<<<<

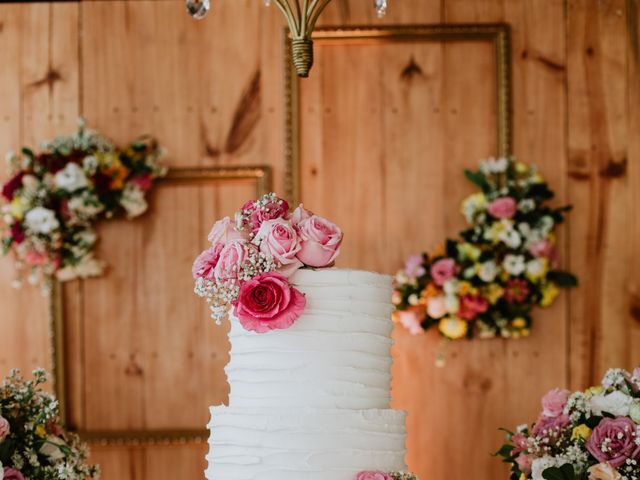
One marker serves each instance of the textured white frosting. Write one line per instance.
(311, 402)
(303, 444)
(336, 355)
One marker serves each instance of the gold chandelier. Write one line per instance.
(301, 16)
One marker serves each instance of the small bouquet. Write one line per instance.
(592, 435)
(33, 445)
(487, 282)
(250, 260)
(55, 196)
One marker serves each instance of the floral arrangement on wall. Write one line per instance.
(487, 282)
(250, 259)
(592, 434)
(33, 444)
(56, 195)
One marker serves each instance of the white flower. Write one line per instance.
(71, 178)
(539, 465)
(514, 264)
(133, 200)
(510, 238)
(488, 271)
(616, 403)
(41, 220)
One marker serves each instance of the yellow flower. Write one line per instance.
(493, 292)
(581, 431)
(41, 431)
(549, 293)
(453, 327)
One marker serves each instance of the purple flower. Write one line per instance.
(614, 441)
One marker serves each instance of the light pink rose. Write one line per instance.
(5, 428)
(300, 214)
(373, 475)
(204, 266)
(268, 302)
(224, 231)
(436, 307)
(320, 241)
(554, 401)
(12, 474)
(232, 257)
(411, 321)
(443, 270)
(279, 240)
(504, 207)
(524, 463)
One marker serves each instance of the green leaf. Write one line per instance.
(563, 279)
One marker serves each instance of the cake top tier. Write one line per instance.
(336, 355)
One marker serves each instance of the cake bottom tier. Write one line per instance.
(303, 444)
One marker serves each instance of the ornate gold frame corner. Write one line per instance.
(497, 33)
(262, 175)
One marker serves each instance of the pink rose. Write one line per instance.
(205, 264)
(471, 307)
(613, 441)
(279, 240)
(373, 475)
(504, 207)
(524, 463)
(554, 401)
(224, 231)
(320, 241)
(436, 307)
(268, 302)
(411, 321)
(232, 258)
(443, 270)
(300, 214)
(12, 474)
(5, 428)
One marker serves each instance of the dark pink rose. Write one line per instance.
(373, 475)
(205, 264)
(268, 302)
(12, 474)
(471, 307)
(504, 207)
(320, 241)
(232, 258)
(524, 463)
(279, 240)
(14, 184)
(613, 441)
(545, 424)
(443, 270)
(554, 401)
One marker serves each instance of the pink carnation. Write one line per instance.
(373, 475)
(504, 207)
(268, 302)
(443, 270)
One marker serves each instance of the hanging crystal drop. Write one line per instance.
(381, 7)
(198, 8)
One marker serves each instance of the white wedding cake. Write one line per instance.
(311, 402)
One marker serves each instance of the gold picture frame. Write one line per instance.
(262, 177)
(497, 33)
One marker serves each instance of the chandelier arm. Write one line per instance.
(285, 8)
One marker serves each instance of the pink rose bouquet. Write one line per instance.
(592, 434)
(249, 262)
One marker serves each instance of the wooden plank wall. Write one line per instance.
(213, 93)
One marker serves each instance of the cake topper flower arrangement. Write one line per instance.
(487, 283)
(55, 196)
(251, 258)
(33, 444)
(592, 435)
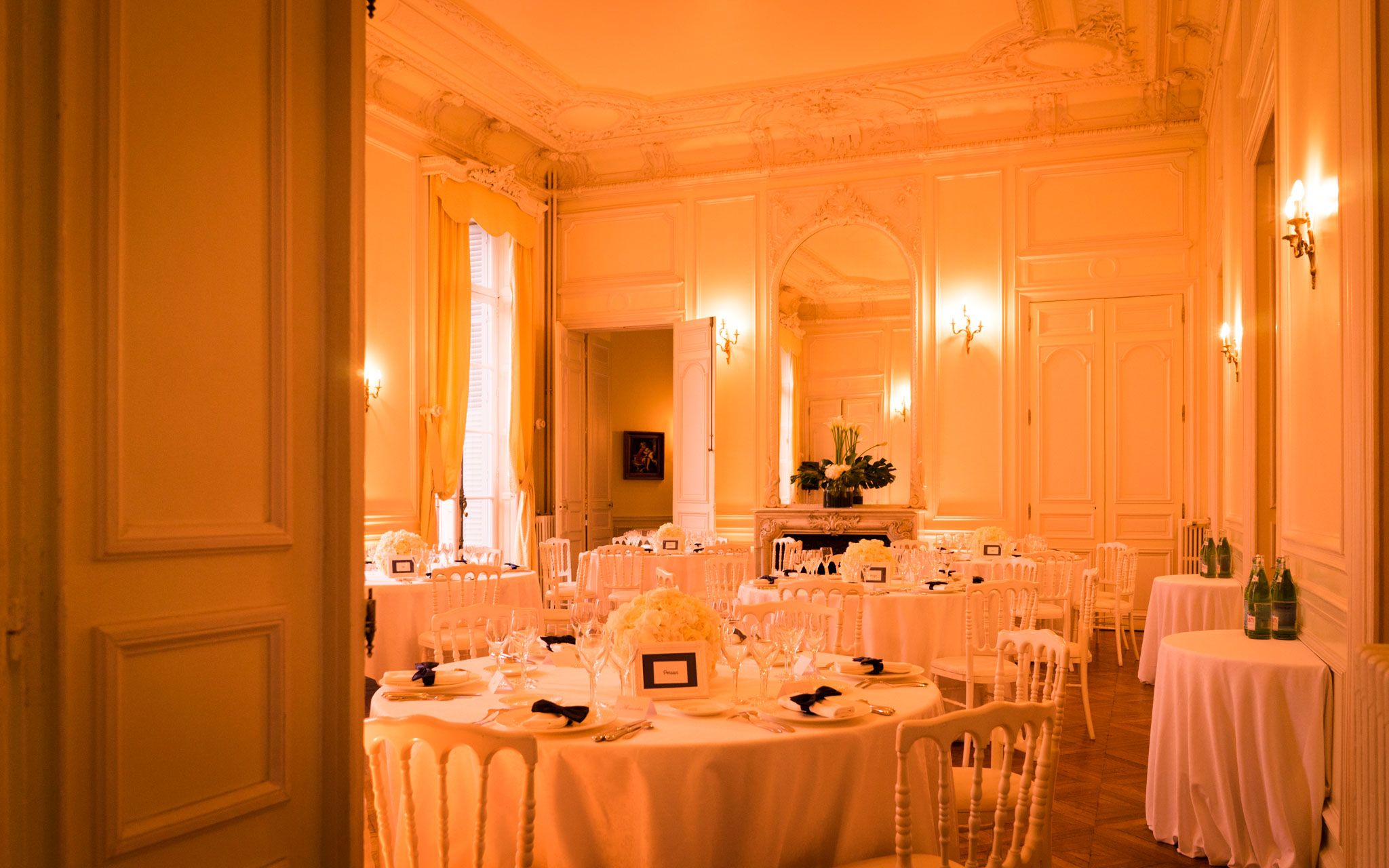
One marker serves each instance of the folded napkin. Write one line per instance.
(820, 703)
(872, 666)
(553, 715)
(435, 678)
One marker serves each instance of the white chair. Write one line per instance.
(1078, 649)
(828, 591)
(1114, 599)
(457, 587)
(616, 572)
(389, 742)
(1027, 845)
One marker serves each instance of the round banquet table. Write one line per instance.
(910, 627)
(1185, 603)
(404, 609)
(689, 792)
(1236, 767)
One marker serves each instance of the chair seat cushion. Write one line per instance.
(955, 667)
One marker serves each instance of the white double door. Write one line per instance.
(584, 435)
(1105, 427)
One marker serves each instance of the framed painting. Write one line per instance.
(644, 454)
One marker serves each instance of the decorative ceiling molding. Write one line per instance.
(442, 68)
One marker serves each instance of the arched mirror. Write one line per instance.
(846, 303)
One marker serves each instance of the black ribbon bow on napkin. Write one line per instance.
(424, 671)
(872, 661)
(806, 701)
(574, 714)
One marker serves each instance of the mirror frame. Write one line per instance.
(842, 208)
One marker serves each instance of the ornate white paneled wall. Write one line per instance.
(996, 231)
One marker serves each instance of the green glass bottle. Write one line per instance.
(1257, 601)
(1209, 557)
(1284, 618)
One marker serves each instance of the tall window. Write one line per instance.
(486, 466)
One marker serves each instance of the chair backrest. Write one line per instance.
(784, 552)
(835, 595)
(992, 608)
(1028, 846)
(392, 741)
(463, 585)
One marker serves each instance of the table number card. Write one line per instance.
(673, 670)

>>>>

> **Written task**: Lay out the material from the line containing "One marker serves each instance of the black" through its last line as a numbered list, leaving out any blank lines.

> **Written solution**:
1. One marker serves each instance of the black ribbon bow on napkin. Write one line per instance.
2. (424, 671)
3. (872, 661)
4. (806, 701)
5. (574, 714)
6. One marker serves each instance of the mirror frame. Write one line per instance.
7. (842, 208)
8. One marker serves each instance of the ornate white paneled wall. Write one line per instance.
9. (996, 231)
10. One marker serves each instance of the green glass bottle. Write one line per instance.
11. (1257, 601)
12. (1209, 557)
13. (1284, 618)
14. One marker serves each instance of the tall window. Write one line per instance.
15. (486, 466)
16. One marker serves each instance of the chair backrest. Write one line per instance.
17. (784, 552)
18. (835, 595)
19. (992, 608)
20. (1028, 846)
21. (392, 741)
22. (463, 585)
23. One marker serves each instance of the table number card. Write one line per instance.
24. (673, 670)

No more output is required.